Collected data
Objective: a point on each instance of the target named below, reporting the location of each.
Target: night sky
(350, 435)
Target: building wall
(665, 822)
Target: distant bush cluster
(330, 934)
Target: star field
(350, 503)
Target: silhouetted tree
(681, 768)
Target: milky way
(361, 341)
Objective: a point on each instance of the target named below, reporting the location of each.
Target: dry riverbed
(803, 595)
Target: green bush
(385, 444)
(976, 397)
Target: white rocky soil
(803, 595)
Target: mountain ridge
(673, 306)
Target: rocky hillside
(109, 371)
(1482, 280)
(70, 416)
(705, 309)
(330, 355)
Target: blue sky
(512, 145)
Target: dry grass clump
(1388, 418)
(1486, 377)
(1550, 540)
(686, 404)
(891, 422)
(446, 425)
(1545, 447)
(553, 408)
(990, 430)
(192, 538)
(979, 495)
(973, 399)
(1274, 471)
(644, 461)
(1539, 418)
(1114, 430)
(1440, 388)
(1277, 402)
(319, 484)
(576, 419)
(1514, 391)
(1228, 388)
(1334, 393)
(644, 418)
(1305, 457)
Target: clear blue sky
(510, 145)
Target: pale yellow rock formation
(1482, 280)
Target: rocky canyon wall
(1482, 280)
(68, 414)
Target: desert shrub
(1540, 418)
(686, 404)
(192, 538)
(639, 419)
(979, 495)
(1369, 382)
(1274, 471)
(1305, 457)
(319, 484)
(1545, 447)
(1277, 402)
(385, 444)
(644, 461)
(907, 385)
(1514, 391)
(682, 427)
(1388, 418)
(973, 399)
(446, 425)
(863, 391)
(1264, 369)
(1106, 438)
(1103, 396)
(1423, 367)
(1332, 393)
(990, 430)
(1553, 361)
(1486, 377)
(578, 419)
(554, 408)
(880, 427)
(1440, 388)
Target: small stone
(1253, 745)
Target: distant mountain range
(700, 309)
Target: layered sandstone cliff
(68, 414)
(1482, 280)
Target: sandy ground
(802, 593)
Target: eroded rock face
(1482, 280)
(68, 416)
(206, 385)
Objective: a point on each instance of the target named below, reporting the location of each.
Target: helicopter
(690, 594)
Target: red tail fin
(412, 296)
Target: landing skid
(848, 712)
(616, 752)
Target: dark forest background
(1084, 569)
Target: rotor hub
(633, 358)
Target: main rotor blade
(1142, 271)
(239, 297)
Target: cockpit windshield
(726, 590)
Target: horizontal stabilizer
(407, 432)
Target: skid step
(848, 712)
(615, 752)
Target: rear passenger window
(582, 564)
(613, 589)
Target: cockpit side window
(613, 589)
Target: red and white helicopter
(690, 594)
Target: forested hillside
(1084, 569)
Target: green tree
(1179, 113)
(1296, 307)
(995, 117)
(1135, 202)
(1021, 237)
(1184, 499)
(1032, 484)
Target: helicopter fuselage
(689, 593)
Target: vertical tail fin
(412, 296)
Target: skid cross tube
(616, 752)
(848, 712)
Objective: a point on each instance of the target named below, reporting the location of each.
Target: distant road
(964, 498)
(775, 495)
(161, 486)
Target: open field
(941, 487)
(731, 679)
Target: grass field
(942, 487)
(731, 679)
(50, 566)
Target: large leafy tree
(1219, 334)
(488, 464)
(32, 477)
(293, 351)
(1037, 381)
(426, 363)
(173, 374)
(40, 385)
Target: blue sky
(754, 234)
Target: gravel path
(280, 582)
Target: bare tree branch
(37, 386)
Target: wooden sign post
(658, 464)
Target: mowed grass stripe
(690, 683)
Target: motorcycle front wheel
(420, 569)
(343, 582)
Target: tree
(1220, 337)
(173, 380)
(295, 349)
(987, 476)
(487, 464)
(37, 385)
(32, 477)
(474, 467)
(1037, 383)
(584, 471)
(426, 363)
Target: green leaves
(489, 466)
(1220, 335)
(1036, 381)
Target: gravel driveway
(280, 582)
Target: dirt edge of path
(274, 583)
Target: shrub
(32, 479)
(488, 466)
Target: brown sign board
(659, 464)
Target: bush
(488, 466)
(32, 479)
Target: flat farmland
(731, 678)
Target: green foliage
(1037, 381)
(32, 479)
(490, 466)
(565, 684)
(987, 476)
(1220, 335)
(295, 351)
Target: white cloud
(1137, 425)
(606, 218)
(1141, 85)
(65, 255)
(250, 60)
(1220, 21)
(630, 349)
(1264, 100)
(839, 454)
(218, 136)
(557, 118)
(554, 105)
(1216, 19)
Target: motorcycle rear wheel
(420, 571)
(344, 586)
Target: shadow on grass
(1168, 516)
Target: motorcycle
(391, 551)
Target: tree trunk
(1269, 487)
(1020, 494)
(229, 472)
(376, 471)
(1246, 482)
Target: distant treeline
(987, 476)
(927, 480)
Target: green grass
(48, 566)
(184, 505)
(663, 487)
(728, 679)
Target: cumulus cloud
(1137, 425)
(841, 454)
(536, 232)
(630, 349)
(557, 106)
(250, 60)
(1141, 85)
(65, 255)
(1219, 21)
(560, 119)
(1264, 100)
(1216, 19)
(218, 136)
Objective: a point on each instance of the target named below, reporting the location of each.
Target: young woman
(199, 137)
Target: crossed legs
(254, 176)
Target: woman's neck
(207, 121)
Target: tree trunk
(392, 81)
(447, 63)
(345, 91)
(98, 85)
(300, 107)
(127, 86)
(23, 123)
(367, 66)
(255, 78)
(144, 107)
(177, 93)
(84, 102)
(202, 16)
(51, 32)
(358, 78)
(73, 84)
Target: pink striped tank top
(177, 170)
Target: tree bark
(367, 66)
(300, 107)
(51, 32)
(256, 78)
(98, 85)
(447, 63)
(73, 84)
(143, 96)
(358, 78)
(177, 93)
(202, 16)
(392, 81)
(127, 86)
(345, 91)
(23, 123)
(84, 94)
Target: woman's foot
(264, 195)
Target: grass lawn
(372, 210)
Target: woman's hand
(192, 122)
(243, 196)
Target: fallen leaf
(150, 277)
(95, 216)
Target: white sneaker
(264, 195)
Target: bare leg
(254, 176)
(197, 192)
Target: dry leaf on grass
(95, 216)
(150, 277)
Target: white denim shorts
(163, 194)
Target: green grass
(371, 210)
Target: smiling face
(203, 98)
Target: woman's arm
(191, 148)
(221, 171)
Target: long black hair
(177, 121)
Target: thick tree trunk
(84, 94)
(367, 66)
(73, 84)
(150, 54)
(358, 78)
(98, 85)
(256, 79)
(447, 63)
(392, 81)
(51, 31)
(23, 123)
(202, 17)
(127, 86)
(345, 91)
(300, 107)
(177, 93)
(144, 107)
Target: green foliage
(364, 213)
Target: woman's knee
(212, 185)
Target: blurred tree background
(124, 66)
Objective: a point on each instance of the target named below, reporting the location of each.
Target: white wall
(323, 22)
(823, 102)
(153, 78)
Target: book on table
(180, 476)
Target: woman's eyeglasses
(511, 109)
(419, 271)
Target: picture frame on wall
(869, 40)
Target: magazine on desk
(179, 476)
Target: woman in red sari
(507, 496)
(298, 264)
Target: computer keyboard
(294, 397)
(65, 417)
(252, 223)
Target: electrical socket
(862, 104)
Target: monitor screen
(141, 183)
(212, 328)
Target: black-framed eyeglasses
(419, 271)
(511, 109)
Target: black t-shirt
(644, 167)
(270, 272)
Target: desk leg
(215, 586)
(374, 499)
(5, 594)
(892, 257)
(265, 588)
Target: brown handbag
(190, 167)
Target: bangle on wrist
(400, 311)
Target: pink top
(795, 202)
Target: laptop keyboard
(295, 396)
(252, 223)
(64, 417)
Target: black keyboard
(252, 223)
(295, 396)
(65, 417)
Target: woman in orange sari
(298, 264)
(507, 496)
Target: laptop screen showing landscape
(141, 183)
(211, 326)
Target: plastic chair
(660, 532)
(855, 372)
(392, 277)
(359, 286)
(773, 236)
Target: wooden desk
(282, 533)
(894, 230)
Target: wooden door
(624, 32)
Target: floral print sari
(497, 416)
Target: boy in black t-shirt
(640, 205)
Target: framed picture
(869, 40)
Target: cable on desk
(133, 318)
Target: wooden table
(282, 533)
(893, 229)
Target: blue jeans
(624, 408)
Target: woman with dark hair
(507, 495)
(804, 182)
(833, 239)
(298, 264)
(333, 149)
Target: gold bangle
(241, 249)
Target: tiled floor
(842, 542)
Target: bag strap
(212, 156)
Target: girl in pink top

WHAT IS EXPECTED:
Retype the part of the entries that opens with the line containing "Target: tiled floor" and runs through the end of the entries.

SOLUTION BELOW:
Target: tiled floor
(842, 542)
Target: bag strap
(212, 156)
Target: girl in pink top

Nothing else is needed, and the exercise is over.